[Records provided]:
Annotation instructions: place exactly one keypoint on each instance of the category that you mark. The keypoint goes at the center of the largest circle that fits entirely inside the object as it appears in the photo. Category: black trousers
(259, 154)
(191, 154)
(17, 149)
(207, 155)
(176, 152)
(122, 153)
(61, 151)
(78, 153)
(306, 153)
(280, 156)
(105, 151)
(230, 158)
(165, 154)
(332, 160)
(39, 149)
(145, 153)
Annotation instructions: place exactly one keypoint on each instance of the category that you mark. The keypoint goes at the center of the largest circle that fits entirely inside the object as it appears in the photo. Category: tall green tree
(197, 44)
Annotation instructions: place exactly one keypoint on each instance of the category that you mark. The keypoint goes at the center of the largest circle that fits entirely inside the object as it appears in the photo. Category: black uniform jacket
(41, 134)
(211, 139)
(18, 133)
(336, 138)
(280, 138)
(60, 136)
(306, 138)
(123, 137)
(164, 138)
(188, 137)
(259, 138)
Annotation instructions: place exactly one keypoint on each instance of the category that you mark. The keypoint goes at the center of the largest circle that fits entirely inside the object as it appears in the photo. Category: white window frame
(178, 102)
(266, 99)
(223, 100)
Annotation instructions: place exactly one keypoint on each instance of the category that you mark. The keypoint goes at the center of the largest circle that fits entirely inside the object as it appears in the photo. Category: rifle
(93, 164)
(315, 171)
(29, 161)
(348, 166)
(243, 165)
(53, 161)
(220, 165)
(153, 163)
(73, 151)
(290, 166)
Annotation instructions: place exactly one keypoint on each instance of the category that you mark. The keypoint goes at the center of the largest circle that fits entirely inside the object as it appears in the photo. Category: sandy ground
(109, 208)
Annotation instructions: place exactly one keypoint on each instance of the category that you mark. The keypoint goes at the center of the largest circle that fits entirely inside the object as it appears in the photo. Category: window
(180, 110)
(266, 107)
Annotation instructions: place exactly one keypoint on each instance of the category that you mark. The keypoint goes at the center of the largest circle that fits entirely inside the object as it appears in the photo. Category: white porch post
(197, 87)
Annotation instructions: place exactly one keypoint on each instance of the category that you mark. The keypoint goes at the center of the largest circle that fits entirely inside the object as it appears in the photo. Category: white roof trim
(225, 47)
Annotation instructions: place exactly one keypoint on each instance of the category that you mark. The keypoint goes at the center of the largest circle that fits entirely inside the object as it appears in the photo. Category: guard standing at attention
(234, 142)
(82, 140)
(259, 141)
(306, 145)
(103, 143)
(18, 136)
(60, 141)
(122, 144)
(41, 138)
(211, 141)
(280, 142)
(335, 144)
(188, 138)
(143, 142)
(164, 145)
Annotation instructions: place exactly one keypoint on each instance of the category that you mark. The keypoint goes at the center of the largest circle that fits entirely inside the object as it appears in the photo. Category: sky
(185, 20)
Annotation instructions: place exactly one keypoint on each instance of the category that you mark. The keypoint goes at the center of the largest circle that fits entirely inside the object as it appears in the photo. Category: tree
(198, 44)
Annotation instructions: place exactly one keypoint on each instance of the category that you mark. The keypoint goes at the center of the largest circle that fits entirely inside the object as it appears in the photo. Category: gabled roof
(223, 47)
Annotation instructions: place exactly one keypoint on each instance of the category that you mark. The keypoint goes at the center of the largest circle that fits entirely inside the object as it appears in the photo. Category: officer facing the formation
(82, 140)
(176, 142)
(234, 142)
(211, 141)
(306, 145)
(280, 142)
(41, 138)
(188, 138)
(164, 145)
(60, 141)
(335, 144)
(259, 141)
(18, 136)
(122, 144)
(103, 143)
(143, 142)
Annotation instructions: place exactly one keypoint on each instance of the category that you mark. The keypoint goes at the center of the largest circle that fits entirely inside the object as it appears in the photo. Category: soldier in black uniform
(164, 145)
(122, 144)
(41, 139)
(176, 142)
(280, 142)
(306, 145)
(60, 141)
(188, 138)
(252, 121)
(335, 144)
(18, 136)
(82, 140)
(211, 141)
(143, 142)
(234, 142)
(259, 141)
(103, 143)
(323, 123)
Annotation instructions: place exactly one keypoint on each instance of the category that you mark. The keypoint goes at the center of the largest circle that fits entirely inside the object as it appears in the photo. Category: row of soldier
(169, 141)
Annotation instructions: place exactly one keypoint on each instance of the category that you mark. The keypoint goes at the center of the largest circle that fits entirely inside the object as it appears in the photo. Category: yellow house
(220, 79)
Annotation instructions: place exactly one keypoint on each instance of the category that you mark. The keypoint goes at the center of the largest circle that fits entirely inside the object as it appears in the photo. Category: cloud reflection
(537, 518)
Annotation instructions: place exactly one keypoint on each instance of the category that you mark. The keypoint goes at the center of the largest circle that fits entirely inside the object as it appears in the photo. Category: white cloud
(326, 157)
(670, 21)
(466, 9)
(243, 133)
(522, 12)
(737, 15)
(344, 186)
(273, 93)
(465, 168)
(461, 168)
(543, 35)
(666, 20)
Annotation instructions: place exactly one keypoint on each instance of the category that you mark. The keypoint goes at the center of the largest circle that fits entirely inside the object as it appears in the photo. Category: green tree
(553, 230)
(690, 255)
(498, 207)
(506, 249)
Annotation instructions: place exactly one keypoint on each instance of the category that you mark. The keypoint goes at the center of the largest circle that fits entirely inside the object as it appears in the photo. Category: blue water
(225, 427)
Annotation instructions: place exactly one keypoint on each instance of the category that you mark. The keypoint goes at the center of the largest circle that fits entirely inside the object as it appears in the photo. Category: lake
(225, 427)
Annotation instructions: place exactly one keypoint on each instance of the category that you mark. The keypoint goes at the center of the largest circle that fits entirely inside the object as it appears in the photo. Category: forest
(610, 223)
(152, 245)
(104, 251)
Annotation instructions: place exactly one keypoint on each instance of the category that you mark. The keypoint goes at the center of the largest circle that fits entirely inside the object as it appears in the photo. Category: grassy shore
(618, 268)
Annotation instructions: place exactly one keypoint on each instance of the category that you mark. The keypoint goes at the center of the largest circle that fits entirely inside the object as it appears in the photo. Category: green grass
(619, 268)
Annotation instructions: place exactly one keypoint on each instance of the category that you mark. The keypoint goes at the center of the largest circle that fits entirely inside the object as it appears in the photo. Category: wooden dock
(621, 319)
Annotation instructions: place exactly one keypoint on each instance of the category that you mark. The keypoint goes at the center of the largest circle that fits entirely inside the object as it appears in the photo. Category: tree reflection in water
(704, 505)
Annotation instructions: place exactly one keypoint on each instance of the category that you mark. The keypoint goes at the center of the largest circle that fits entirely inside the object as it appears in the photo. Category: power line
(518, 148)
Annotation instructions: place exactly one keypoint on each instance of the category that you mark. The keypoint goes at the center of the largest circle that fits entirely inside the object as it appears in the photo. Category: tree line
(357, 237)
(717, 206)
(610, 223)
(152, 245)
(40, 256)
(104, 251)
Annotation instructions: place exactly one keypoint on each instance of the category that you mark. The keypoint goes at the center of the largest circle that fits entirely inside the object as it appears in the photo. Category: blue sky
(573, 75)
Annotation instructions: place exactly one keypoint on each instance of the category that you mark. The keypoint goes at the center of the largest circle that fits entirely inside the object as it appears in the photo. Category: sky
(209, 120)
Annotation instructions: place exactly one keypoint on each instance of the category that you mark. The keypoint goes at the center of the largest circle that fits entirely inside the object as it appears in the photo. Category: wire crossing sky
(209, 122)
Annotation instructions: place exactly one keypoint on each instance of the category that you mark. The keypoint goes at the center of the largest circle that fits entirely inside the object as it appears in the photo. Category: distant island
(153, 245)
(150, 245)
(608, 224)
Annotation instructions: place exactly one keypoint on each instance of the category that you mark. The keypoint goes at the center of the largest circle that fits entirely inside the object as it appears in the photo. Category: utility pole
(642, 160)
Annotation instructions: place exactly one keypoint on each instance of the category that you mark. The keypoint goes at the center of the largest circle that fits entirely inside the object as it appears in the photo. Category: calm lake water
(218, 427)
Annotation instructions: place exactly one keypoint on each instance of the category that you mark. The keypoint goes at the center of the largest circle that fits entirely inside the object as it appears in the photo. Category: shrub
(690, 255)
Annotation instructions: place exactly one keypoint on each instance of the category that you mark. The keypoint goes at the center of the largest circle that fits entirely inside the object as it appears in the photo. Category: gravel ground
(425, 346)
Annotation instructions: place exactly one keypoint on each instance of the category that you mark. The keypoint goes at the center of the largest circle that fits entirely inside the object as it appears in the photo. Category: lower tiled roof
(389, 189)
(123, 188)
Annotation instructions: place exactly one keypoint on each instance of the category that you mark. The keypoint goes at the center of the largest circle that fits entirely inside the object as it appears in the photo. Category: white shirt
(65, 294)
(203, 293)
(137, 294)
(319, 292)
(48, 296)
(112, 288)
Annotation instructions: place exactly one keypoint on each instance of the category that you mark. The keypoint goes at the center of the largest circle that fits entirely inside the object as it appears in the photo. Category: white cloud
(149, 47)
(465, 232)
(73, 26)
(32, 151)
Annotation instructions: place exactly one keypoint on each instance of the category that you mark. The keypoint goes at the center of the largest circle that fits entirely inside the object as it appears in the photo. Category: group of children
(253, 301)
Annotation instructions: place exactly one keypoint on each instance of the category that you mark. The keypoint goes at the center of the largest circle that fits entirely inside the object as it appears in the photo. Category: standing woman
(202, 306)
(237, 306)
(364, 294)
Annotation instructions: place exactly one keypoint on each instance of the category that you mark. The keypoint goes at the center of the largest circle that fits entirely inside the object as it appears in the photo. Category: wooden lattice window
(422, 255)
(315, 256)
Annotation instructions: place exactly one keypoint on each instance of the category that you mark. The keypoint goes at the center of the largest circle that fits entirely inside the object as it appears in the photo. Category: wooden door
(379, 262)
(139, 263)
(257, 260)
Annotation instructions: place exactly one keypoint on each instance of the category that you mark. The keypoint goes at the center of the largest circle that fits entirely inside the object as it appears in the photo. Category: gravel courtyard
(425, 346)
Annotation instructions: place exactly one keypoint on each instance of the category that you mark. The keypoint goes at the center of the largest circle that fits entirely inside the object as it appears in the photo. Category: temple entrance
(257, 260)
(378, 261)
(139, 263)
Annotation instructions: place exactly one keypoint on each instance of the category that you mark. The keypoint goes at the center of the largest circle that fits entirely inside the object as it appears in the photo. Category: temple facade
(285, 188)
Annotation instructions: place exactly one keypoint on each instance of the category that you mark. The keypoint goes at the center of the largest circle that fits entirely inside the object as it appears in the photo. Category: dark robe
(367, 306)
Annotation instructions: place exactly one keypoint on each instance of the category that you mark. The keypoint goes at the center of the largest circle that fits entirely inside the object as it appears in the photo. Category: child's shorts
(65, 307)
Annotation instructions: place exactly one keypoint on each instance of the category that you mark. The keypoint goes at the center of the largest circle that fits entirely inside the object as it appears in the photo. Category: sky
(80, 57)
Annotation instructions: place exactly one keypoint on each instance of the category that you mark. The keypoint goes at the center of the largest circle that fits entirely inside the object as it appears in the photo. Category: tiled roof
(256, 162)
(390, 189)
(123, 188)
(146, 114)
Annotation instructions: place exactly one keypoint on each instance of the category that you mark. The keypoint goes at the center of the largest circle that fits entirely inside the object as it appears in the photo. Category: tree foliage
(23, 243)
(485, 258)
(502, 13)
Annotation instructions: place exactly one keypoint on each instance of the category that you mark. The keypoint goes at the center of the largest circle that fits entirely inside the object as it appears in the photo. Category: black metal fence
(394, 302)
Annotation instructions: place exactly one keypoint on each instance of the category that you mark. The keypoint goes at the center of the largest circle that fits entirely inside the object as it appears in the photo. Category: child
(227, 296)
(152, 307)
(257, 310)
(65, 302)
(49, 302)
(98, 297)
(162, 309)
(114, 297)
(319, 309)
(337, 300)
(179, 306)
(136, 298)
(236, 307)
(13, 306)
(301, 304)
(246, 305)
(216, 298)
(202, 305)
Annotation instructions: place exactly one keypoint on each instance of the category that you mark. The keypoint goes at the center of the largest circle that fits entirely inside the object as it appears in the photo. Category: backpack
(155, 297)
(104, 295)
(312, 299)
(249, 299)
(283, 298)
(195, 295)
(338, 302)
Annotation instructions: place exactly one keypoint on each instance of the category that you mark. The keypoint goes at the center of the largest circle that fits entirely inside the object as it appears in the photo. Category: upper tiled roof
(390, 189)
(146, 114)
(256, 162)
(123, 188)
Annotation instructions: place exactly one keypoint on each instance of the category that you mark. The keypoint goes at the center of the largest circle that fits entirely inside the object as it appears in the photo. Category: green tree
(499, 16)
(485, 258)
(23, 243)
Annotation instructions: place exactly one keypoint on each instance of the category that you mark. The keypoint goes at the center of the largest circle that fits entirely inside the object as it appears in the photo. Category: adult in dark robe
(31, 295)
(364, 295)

[Task item]:
Give back exactly the lines from the one containing "photo. Category: backpack" to the end of the material, both ends included.

[Task solution]:
Annotation instructions: place exactly one keypoint on each instance of the category that you mark. The keypoint goes at the center of the largest circle that fits entirely inside the object as it appears in the photo. Category: backpack
(155, 297)
(104, 295)
(312, 299)
(249, 299)
(283, 298)
(195, 295)
(338, 302)
Annotation instructions: place exactly one keypoint on each instance of the category that you mark. The keypoint goes at the center of the largest circle that fits entirely inside the object as it appears in the photo. Category: upper tiled roof
(390, 189)
(146, 114)
(256, 162)
(123, 188)
Annotation instructions: place exactly one keypoint on each instance of the category that you mark. The keypoint goes at the center of the largest circle that fits entirely inside the object as it appears in the photo. Category: green tree
(499, 16)
(485, 258)
(23, 243)
Annotation instructions: place exactly one keypoint on each instance of the category that you mark. The keypoint goes at the center of the largest circle that fits entirely inside the object as it appears in the photo. Category: adult in dark robe
(31, 295)
(364, 295)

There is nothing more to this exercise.